PASSAGE PROVIDED
Each item occupies a single inventory slot, and players can carry up to three items at a time. In addition to purchased items, players may discover items scattered randomly throughout the Old World environment. Artifacts, which provide a slight view count boost when recorded, are unpurchasable items that may have unique hazardous effects. Artifacts cannot be transported back to Sky Island, and any items left in the Old World are permanently lost.

=== Monsters ===
As of the May 2024 update, Content Warning features 32 monsters. These monsters interact with players in different ways. Some monsters include:

One of the monsters players can find while exploring

- Snail: A slow, bipedal creature with a shell on its back and a hollow face. It will chase players until it comes into contact with one, temporarily holding them and depleting their health over time.
- Bomber: A creature that will stalk the player from a distance before throwing a bomb at them. The bomb has slow projectile speed and takes some time to detonate, dealing damage in a blast radius and knocking back any player caught within.
- Knifo: A small ghost-like creature with a knife that it uses to stab the player. When running at the player, it makes noises that resemble a child laughing.

WHAT TO WORK ON
• A. Write out the Content Warning passage word for word, beginning at the words "One of the monsters" and stopping after "player caught within.".
• B. According to the Content Warning passage, how many monsters does the game have as of the May 2024 update?
The listing after this point has no role here.

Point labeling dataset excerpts
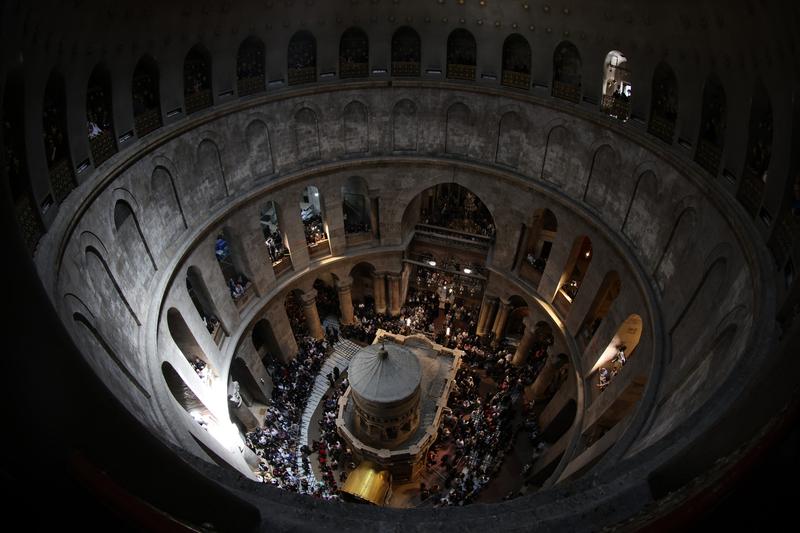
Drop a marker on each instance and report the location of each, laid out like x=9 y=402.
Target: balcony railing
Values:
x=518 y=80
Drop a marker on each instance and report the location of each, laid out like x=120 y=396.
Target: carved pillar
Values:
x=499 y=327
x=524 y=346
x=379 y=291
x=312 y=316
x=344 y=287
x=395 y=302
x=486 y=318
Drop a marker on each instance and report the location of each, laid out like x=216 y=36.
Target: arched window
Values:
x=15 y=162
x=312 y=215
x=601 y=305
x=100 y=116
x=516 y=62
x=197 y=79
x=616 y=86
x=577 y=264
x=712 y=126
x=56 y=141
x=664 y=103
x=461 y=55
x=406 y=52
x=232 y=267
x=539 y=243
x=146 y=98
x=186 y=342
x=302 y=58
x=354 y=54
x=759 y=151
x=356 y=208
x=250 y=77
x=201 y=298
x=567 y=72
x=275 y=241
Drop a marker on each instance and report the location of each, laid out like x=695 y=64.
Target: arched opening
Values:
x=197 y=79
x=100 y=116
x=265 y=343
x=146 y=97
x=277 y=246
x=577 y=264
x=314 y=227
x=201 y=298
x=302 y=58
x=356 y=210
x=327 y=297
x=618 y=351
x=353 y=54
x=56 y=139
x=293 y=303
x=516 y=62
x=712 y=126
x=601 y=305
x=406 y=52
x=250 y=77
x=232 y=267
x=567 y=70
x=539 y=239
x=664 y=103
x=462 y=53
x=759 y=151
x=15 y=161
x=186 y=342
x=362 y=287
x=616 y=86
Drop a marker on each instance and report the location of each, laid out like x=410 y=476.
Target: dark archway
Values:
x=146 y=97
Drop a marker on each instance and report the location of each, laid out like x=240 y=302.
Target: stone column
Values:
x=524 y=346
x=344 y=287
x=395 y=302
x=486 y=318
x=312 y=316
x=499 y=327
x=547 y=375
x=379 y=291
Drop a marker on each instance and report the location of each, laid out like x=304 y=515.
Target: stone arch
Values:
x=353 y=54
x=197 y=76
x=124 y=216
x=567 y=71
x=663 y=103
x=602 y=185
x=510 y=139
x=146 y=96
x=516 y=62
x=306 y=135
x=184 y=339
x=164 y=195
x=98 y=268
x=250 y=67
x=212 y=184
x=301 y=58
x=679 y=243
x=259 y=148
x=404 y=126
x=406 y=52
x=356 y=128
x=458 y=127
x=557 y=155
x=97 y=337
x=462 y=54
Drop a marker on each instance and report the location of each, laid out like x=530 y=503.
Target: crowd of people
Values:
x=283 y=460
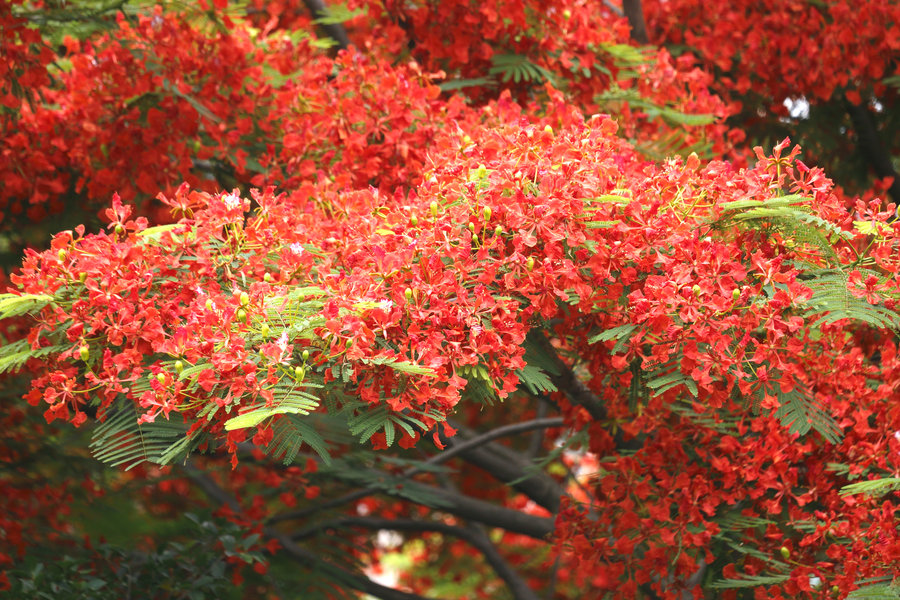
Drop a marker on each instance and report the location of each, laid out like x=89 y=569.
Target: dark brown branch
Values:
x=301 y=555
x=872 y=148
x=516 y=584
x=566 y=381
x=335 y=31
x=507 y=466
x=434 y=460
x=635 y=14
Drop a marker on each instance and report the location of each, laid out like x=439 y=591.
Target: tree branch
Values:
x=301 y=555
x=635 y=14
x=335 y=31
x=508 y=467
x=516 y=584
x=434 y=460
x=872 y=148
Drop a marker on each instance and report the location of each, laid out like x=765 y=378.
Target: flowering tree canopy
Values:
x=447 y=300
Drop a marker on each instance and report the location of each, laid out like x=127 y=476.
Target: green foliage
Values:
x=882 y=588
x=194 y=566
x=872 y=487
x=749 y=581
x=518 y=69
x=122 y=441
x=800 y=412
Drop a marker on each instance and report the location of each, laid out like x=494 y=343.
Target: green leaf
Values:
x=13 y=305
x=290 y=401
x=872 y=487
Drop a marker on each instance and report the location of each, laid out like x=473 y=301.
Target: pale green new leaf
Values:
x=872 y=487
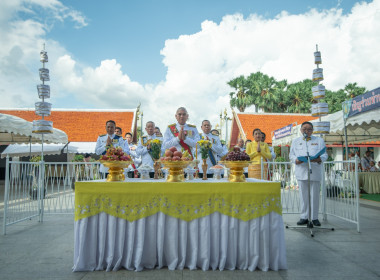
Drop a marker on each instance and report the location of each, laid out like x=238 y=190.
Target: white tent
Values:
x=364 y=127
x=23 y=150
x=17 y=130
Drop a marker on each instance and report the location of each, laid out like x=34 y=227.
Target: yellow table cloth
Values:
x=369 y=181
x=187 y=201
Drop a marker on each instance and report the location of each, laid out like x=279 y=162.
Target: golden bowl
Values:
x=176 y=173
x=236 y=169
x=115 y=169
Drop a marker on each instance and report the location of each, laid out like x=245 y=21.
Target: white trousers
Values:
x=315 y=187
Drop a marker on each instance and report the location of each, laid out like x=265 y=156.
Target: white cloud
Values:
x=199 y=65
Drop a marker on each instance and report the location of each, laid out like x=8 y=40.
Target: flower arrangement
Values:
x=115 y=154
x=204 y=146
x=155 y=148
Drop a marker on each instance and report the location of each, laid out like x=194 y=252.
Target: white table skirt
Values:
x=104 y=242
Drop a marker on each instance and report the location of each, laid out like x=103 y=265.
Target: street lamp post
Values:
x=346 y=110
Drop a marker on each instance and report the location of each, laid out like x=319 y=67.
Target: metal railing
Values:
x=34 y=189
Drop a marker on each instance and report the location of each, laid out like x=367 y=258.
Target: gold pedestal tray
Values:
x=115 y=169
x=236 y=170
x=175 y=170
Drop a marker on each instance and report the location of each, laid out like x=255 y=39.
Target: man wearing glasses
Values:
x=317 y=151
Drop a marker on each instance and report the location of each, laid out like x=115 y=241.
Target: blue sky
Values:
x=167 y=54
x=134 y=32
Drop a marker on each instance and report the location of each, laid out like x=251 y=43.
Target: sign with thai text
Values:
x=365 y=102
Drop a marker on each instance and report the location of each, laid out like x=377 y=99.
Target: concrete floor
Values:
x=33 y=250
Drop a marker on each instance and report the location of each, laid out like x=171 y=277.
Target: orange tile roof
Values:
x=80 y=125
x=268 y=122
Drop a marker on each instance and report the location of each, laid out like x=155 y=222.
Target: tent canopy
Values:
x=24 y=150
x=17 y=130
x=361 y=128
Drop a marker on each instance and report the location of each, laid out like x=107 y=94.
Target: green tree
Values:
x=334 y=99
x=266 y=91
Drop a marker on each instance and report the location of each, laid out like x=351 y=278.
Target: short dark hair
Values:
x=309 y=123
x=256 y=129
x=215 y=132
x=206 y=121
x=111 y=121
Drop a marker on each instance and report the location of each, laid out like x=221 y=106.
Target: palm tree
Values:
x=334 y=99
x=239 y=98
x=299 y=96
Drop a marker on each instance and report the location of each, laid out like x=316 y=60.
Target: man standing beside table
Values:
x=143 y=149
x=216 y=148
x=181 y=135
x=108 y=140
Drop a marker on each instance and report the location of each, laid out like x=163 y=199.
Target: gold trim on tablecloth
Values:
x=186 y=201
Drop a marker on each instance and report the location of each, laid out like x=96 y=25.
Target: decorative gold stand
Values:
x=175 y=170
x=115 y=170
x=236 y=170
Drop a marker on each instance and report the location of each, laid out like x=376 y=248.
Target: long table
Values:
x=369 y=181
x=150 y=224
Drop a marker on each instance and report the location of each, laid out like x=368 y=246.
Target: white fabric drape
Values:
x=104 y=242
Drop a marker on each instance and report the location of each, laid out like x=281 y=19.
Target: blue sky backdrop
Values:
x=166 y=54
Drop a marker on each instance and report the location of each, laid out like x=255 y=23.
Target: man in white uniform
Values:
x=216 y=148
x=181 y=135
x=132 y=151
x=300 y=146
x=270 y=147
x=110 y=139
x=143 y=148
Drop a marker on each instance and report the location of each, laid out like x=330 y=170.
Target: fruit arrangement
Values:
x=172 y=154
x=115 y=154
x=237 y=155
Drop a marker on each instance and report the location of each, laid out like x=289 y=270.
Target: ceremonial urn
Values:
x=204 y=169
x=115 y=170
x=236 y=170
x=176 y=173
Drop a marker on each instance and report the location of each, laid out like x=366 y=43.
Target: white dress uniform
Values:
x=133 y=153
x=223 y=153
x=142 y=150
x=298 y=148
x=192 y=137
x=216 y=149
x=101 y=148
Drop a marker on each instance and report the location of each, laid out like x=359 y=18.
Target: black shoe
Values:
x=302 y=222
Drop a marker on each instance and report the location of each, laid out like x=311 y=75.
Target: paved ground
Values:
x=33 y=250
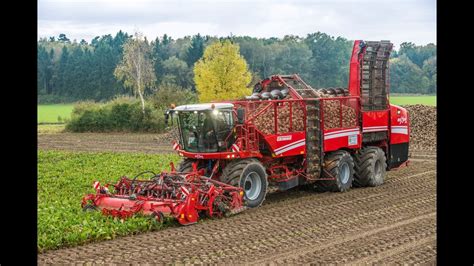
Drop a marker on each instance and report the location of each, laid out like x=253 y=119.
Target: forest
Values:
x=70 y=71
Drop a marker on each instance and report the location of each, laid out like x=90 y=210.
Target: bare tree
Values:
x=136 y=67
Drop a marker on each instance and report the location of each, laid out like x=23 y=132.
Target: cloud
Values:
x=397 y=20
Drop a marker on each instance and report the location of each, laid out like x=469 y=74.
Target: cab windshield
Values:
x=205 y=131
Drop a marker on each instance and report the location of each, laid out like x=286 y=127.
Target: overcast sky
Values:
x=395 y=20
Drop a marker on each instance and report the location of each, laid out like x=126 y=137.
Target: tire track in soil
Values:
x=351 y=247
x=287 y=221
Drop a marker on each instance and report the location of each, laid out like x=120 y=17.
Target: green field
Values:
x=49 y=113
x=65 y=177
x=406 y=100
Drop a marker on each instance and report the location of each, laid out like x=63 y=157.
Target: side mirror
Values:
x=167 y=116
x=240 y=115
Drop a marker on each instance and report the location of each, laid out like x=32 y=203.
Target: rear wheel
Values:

TASK-BY-TASK OUTPUTS
• A.
One of the monsters players can find while exploring

- Snail: A slow, bipedal creature with a shell on its back and a hollow face. It will chase players until it comes into contact with one, temporarily holding them and depleting their health over time.
- Bomber: A creature that will stalk the player from a distance before throwing a bomb at them. The bomb has slow projectile speed and takes some time to detonate, dealing damage in a blast radius and knocking back any player caught within.

• B. 32 monsters.